### EXCERPTED RECORDS:
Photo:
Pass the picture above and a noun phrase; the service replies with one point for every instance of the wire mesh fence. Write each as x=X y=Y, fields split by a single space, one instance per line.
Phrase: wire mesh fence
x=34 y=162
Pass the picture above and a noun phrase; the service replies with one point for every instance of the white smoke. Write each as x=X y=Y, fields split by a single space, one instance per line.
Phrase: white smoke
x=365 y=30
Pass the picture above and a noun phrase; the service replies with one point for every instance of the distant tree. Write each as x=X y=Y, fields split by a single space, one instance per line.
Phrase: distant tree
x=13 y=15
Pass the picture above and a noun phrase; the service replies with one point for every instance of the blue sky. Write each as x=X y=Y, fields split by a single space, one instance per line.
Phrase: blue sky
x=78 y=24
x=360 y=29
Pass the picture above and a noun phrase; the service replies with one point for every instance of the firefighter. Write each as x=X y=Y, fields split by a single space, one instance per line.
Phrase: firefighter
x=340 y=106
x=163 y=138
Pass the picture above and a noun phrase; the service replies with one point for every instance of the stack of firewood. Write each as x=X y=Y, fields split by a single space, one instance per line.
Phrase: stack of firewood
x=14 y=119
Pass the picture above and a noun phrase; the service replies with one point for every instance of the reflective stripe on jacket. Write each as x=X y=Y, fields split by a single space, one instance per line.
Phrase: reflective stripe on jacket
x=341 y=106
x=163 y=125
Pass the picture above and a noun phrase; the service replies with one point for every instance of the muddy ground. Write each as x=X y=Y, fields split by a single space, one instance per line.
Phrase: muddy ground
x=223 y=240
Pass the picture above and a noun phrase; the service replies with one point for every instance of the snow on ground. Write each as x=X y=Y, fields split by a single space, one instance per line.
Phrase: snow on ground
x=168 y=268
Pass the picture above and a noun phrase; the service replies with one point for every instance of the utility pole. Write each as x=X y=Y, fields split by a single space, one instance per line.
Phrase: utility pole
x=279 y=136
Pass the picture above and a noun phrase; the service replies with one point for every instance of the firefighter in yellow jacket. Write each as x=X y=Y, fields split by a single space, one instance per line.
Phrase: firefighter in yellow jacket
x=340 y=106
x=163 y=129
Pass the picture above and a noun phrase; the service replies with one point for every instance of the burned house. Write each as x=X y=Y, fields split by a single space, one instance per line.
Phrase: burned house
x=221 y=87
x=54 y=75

### WHAT IS NEEDED:
Print every one of the entries above again, word for word, with nothing changed.

### RESPONSE TO THIS TASK:
Photo:
Pass the picture above and a noun phrase; the service replies with one point for every instance of the wire mesh fence. Write each as x=X y=Y, fields split by a single space, one instance per line.
Phrase: wire mesh fence
x=34 y=162
Pass the picture above and a noun phrase; the service replies with one point for every instance of the white smoke. Write each as x=X y=Y, fields split by a single space, one instance per line.
Phrase: white smoke
x=365 y=30
Pass the picture above and a noun phrase; the service replies with one point for every instance of the distant tree. Write each as x=X y=Y, fields split by a single space, one instance per line.
Phrase: distant tree
x=13 y=15
Pass the picture above and a noun phrase; the service replies with one point for every instance of the blue sky. Write each as x=X y=Y, fields split by a single space, one instance per line.
Phrase: blue sky
x=78 y=24
x=360 y=29
Pass the picture above and a noun phrase; the service replies with one point for every instance of the firefighter. Write each as x=X y=Y, fields split by a single space, one instance per line.
Phrase: firefighter
x=340 y=106
x=163 y=138
Pass the picture above and a noun phrase; the service replies with one point for every instance of the stack of firewood. Write each as x=X y=Y, fields split by a single space, one instance per line.
Phrase: stack of firewood
x=14 y=119
Pass the picture above and a noun phrase; the service replies with one point for every instance of the reflective stripe on jacket. Write each as x=X y=Y, fields split by a single space, one instance per line.
Phrase: reflective stripe on jacket
x=341 y=106
x=163 y=125
Pass the picture above and a noun phrase; the service replies with one point for every instance of the muddy ground. Write each as x=X y=Y, fields split by a single space, one instance per line.
Phrase: muddy ground
x=223 y=240
Pass the picture above and a noun phrase; the service replies with one point for every instance of the snow on ground. Write each as x=X y=Y, fields split by a single space, one instance per line.
Phrase: snow on ground
x=168 y=268
Pass the picture above and a noun phrase; the service replies with one point for every instance of the utility pole. Write each as x=X y=Y, fields split by a single space, one instance per line.
Phrase: utility pole
x=279 y=136
Pass the picture above and a noun phrase; the service replies with one point for every instance of the firefighter in yellow jacket. Write each as x=X y=Y, fields split by a single space, one instance per line.
Phrase: firefighter in yellow jacket
x=340 y=106
x=163 y=129
Pass the picture above and a noun phrase; the service replies with one point for every instance of the burned house. Write each as x=X y=Y, fields split by a single space, one instance per line.
Phrase: burned house
x=221 y=87
x=54 y=75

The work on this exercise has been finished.